**EXERCISE INSTRUCTIONS:** Output the full listing exactly.

-- Opening Marker --

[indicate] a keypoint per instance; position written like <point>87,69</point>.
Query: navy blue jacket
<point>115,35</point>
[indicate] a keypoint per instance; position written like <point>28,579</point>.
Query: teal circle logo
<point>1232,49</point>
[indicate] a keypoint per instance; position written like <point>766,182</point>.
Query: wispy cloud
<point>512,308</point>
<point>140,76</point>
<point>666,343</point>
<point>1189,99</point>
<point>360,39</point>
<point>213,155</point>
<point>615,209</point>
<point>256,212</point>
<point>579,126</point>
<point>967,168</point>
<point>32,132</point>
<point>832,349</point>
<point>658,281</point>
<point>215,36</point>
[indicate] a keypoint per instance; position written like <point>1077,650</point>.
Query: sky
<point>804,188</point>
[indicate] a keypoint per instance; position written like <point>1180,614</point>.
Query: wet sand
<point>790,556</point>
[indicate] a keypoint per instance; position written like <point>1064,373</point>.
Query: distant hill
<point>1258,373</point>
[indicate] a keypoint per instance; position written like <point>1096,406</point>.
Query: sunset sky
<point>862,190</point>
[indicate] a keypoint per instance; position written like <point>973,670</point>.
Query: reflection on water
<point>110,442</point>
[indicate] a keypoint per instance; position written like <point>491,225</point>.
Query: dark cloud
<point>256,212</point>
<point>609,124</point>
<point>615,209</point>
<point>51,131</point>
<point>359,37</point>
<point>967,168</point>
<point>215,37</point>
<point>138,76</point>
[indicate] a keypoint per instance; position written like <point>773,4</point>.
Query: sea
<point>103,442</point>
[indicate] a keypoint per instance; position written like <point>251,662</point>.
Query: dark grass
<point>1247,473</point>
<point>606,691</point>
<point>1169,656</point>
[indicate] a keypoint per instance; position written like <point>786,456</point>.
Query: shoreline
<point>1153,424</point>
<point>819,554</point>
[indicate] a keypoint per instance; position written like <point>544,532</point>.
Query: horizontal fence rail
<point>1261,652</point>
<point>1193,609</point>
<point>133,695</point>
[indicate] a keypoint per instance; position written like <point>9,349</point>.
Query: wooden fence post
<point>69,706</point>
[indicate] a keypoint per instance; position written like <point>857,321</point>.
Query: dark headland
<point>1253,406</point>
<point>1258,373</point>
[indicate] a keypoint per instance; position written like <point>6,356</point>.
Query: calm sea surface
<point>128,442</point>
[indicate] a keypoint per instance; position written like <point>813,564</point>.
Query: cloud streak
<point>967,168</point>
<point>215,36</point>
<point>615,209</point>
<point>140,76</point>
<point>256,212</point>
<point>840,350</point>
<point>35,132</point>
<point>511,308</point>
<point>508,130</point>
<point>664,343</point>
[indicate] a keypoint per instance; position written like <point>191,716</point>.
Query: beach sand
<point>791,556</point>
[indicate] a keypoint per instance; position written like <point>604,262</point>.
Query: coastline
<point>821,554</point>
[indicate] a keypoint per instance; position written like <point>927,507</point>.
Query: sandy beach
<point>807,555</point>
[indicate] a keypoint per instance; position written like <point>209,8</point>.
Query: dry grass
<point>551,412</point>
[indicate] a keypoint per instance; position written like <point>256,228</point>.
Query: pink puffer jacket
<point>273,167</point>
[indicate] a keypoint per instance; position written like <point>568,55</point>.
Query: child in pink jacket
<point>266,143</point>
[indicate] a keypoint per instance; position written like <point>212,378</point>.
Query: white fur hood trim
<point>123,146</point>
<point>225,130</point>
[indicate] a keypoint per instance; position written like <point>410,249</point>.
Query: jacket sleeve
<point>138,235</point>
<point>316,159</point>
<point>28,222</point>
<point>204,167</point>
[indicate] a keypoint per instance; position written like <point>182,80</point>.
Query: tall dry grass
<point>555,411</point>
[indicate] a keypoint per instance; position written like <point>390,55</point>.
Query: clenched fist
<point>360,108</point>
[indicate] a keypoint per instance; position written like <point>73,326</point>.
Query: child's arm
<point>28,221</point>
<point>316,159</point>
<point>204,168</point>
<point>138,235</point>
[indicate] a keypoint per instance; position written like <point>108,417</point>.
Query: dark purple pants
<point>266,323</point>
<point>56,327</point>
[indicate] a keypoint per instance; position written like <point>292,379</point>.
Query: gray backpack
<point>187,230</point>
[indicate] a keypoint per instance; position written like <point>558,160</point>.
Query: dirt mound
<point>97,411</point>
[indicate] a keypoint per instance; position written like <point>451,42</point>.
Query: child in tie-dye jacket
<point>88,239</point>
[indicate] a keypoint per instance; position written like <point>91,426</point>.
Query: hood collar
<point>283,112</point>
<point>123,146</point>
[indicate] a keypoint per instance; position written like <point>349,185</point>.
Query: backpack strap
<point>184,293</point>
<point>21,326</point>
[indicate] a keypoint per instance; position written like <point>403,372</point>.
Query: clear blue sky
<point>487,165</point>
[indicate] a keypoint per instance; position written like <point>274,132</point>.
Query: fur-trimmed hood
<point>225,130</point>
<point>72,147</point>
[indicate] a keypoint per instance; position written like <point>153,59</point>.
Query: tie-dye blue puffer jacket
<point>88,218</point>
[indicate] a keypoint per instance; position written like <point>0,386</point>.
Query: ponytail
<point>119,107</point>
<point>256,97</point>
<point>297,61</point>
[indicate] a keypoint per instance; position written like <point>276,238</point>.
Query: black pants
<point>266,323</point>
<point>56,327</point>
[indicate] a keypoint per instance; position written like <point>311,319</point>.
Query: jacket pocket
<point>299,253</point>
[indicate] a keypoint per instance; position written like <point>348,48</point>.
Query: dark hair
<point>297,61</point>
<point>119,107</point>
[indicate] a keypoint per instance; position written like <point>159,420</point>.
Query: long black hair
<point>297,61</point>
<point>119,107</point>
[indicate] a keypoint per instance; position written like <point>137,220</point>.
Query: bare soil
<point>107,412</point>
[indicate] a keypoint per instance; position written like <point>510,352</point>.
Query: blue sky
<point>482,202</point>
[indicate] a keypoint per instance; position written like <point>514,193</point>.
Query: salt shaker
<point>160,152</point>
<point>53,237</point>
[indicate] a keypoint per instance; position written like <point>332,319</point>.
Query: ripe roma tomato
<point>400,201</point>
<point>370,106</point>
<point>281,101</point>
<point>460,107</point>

-- Closing Marker --

**TASK RESULT:**
[indicate] a keypoint per instance; position written like <point>87,69</point>.
Query: navy blue jacket
<point>115,35</point>
[indicate] a keypoint per instance; position written like <point>28,579</point>.
Query: teal circle logo
<point>1232,49</point>
[indicate] a keypoint per instance; position written like <point>766,182</point>.
Query: wispy cloud
<point>512,308</point>
<point>140,76</point>
<point>666,343</point>
<point>1189,99</point>
<point>360,39</point>
<point>213,155</point>
<point>615,209</point>
<point>256,212</point>
<point>579,126</point>
<point>967,168</point>
<point>32,132</point>
<point>832,349</point>
<point>658,281</point>
<point>215,36</point>
[indicate] a keypoint per instance; position written like <point>1077,650</point>.
Query: sky
<point>804,188</point>
[indicate] a keypoint per instance; position written like <point>1180,614</point>.
Query: wet sand
<point>790,556</point>
[indicate] a keypoint per instance; position written like <point>1064,373</point>.
Query: distant hill
<point>1258,373</point>
[indicate] a keypoint per instance; position written like <point>1096,406</point>.
Query: sunset sky
<point>862,190</point>
[indicate] a keypoint per instance; position written like <point>973,670</point>.
Query: reflection on water
<point>110,442</point>
[indicate] a keypoint per instance; position written like <point>491,225</point>.
Query: dark cloud
<point>256,212</point>
<point>609,124</point>
<point>615,209</point>
<point>51,131</point>
<point>359,37</point>
<point>967,168</point>
<point>215,37</point>
<point>138,76</point>
[indicate] a keypoint per instance; position written like <point>773,4</point>.
Query: sea
<point>103,442</point>
[indicate] a keypoint per instance; position written like <point>251,662</point>.
Query: dark grass
<point>1247,473</point>
<point>606,691</point>
<point>1169,656</point>
[indicate] a keypoint per instance; position written like <point>786,456</point>.
Query: shoreline
<point>1153,424</point>
<point>819,554</point>
[indicate] a keypoint per instance; position written like <point>544,532</point>.
Query: horizontal fence rail
<point>1261,652</point>
<point>1193,609</point>
<point>133,695</point>
[indicate] a keypoint per instance; position written like <point>9,349</point>.
Query: wooden fence post
<point>69,706</point>
[indicate] a keypoint per instance; position written like <point>857,321</point>.
Query: dark headland
<point>1253,406</point>
<point>1258,373</point>
[indicate] a keypoint per instance; position written like <point>6,356</point>.
Query: calm sea surface
<point>128,442</point>
[indicate] a keypoint per instance; position written like <point>813,564</point>.
Query: cloud streak
<point>967,168</point>
<point>215,36</point>
<point>615,209</point>
<point>140,76</point>
<point>256,212</point>
<point>840,350</point>
<point>35,132</point>
<point>511,308</point>
<point>508,130</point>
<point>664,343</point>
[indicate] a keypoint per instance; position written like <point>191,716</point>.
Query: beach sand
<point>791,556</point>
[indicate] a keypoint per instance; position written like <point>604,262</point>.
Query: coastline
<point>821,554</point>
[indicate] a keypoint per instance; position written like <point>927,507</point>.
Query: sandy beach
<point>807,555</point>
[indicate] a keypoint per instance; position written like <point>209,8</point>.
Query: dry grass
<point>551,412</point>
[indicate] a keypoint per instance; position written like <point>256,228</point>.
Query: pink puffer jacket
<point>273,167</point>
[indicate] a keypoint per instance; position written like <point>568,55</point>.
Query: child in pink jacket
<point>266,143</point>
[indicate] a keypoint per instance; position written like <point>212,378</point>.
Query: white fur hood trim
<point>123,146</point>
<point>225,130</point>
[indicate] a keypoint per instance; position written like <point>410,249</point>.
Query: jacket sleeve
<point>138,235</point>
<point>316,159</point>
<point>28,222</point>
<point>204,167</point>
[indicate] a keypoint per instance; position written like <point>182,80</point>.
Query: tall dry grass
<point>555,411</point>
[indicate] a keypoint per instance; position written like <point>390,55</point>.
Query: clenched fist
<point>360,108</point>
[indicate] a keypoint per instance; position written like <point>73,326</point>.
Query: child's arm
<point>28,221</point>
<point>316,159</point>
<point>204,168</point>
<point>138,235</point>
[indicate] a keypoint per instance; position written like <point>108,417</point>.
Query: dark purple pants
<point>266,323</point>
<point>56,327</point>
[indicate] a keypoint per instance; position written like <point>292,379</point>.
Query: gray backpack
<point>187,230</point>
[indicate] a keypoint per instance; position written like <point>558,160</point>.
Query: dirt mound
<point>97,411</point>
[indicate] a keypoint per instance; position written like <point>451,42</point>.
Query: child in tie-dye jacket
<point>88,239</point>
[indicate] a keypoint per instance; position written like <point>91,426</point>.
Query: hood collar
<point>283,112</point>
<point>123,146</point>
[indicate] a keypoint per instance; position written like <point>349,185</point>.
Query: backpack strap
<point>184,293</point>
<point>21,326</point>
[indicate] a keypoint per instance; position written like <point>403,372</point>.
Query: clear blue sky
<point>487,165</point>
[indicate] a keypoint per instance; position written like <point>274,132</point>.
Query: fur-trimmed hood
<point>225,130</point>
<point>72,147</point>
[indicate] a keypoint per instance; position written like <point>153,59</point>.
Query: tie-dye blue puffer jacket
<point>88,218</point>
[indicate] a keypoint per instance; position written like <point>0,386</point>.
Query: ponytail
<point>119,107</point>
<point>256,97</point>
<point>297,61</point>
[indicate] a keypoint per instance; position written like <point>276,238</point>.
Query: black pants
<point>266,323</point>
<point>56,327</point>
[indicate] a keypoint per instance; position written like <point>311,319</point>.
Query: jacket pocket
<point>299,253</point>
[indicate] a keypoint per instance; position written like <point>348,48</point>.
Query: dark hair
<point>297,61</point>
<point>119,107</point>
[indicate] a keypoint per instance; position written like <point>159,420</point>.
Query: long black hair
<point>297,61</point>
<point>119,107</point>
[indicate] a keypoint per instance; position written like <point>137,220</point>.
Query: bare soil
<point>107,412</point>
[indicate] a keypoint per instance; position written like <point>510,352</point>.
Query: blue sky
<point>482,202</point>
[indicate] a keypoint per instance; position written like <point>514,193</point>.
Query: salt shaker
<point>160,152</point>
<point>53,237</point>
[indicate] a keypoint per instance; position written like <point>332,319</point>.
Query: ripe roma tomato
<point>400,201</point>
<point>370,106</point>
<point>281,101</point>
<point>460,107</point>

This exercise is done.